Copy the entries below with every "jersey" changed to "shirt" and nothing else altered. Leave the pictures out.
---------------
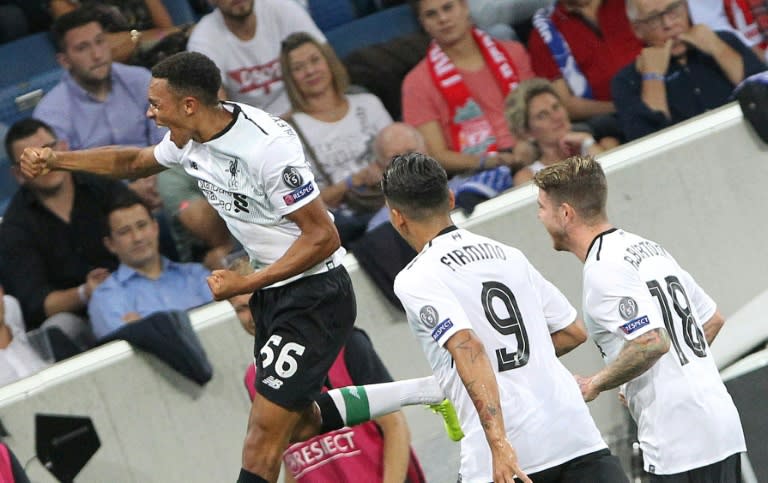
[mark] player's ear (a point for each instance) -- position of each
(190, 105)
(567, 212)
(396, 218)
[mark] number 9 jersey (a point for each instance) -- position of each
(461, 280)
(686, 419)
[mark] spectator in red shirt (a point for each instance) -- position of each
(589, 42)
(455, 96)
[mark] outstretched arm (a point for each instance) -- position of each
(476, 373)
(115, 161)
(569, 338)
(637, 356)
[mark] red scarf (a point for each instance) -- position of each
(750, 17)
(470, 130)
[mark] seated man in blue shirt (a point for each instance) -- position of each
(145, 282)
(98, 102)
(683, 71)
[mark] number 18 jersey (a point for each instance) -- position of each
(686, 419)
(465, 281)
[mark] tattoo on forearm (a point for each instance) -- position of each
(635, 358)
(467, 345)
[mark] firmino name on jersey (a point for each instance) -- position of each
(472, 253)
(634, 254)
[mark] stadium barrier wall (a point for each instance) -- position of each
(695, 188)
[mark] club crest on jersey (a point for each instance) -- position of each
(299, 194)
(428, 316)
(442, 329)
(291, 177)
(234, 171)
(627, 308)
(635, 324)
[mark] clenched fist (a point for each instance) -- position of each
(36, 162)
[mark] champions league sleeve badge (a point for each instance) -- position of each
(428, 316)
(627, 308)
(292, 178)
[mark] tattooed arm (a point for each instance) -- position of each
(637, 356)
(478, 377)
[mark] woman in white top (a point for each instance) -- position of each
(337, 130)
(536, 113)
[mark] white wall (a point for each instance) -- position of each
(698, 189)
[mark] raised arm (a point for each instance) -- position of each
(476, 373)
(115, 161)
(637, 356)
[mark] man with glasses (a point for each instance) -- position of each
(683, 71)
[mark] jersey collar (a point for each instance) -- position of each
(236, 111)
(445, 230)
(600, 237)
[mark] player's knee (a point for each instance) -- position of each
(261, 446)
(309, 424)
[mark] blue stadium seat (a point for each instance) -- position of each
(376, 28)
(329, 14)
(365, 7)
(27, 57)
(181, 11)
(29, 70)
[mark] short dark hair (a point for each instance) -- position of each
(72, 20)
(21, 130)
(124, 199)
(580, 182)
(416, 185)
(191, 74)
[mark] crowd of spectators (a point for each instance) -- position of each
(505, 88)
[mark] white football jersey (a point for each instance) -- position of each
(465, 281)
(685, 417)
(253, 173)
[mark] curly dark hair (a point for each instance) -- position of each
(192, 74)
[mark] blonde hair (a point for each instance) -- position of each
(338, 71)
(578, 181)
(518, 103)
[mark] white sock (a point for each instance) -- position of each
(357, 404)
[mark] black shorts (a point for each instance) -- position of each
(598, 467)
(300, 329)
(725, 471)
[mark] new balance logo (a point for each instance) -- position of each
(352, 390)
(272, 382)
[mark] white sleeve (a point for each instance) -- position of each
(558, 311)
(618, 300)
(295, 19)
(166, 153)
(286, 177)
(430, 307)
---------------
▸ **Complete answer**:
[mark] player's ear (a point for each instance) -- position of each
(190, 105)
(567, 212)
(396, 218)
[mark] number 9 shirt (a point for each instance) -- position of each
(461, 280)
(686, 419)
[mark] spectator in red shirt (a point for each instance) -- position of each
(589, 42)
(455, 96)
[mark] outstretched arm (a point for each instance) -- position of each
(476, 373)
(115, 161)
(569, 338)
(637, 356)
[mark] red scarf (a point for each instance) -- position of each
(750, 17)
(470, 130)
[mark] seated man in blue shirt (a point for each instance) -- position of each
(145, 282)
(98, 102)
(683, 71)
[mark] number 18 shirt (a point for each instance) -- position of each
(686, 419)
(465, 281)
[mark] tattoo on forearm (a point for each instance) -- position of each
(635, 358)
(467, 345)
[mark] firmino name on shirt (a point for each instance) -- position of each
(472, 253)
(634, 254)
[mark] stadium barrier wall (a point for each instance) -- position of each
(695, 188)
[mark] club crest on shirt (a point for each instance) -- position of each
(299, 194)
(428, 316)
(442, 329)
(291, 177)
(234, 171)
(627, 308)
(635, 324)
[mark] clenched fist (a point for each instance) -- position of each
(36, 162)
[mark] champions league sleeve badge (a point for each instance) -- position of each
(428, 316)
(627, 308)
(292, 178)
[mark] tattooed arm (a point for each instance) -- position of each
(637, 356)
(478, 377)
[mark] woman in white top (a point for each instance) -- position of each
(337, 130)
(536, 113)
[mark] white wall (a point for each instance) -- position of each
(698, 189)
[mark] raised arm (a point for each instance) -- position of each
(476, 373)
(115, 161)
(637, 356)
[mark] man with glasses (a point for each instance) -- position of each
(683, 71)
[mark] shirt collar (a point for each instance) -- position of each
(236, 111)
(445, 230)
(600, 237)
[mark] player's knee (a point for each instance) -- position of each
(261, 446)
(309, 424)
[mark] blue stadium seat (a point for each instance) -- position of each
(376, 28)
(329, 14)
(365, 7)
(27, 57)
(181, 11)
(29, 70)
[mark] short dark hair (a point for each instance) -- position of each
(72, 20)
(21, 130)
(124, 199)
(580, 182)
(416, 185)
(191, 74)
[mark] crowd of spectators (a point for each instance) -- position of each
(505, 88)
[mark] white football shirt (a point for each instance) -- position of each
(465, 281)
(685, 417)
(253, 173)
[mark] curly dark hair (a point for each instance) -- position of each
(192, 74)
[mark] blonde hair (a point for each instance) -- position of each
(338, 71)
(578, 181)
(518, 103)
[mark] white sock (a point for each instance) -- position of each
(357, 404)
[mark] black shorts (a point for each instance) -- position of each
(598, 467)
(300, 329)
(725, 471)
[mark] new balance logo (a point for each instance) -- position of each
(352, 390)
(272, 382)
[mark] white sleeve (a point for each instance) -- position of each
(558, 311)
(618, 300)
(295, 19)
(166, 153)
(286, 177)
(430, 307)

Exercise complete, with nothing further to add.